:: Baris Dataset ::

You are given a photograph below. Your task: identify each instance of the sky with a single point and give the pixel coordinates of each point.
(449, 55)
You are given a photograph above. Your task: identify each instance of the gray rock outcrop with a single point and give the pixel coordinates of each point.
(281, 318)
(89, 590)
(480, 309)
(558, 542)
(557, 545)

:::

Susun seluruh materi di atas sebagai CSV dua kolom, teks dan jawaban, dengan satu baris untuk setiap teks beserta jawabannya. Apit tiap nilai dengan tanda kutip ganda dan ganti setiap jeda baris di dalamnya dengan spasi.

teks,jawaban
"You are given a photograph below. Your task: identify each instance of the sky with a single point and give the pixel coordinates of each point.","(449, 55)"
"You are given a photograph above. Your task: identify each instance of the gray rock outcrop with a single point and give the pixel coordinates of each point.","(281, 318) (89, 590) (480, 309) (558, 542) (557, 545)"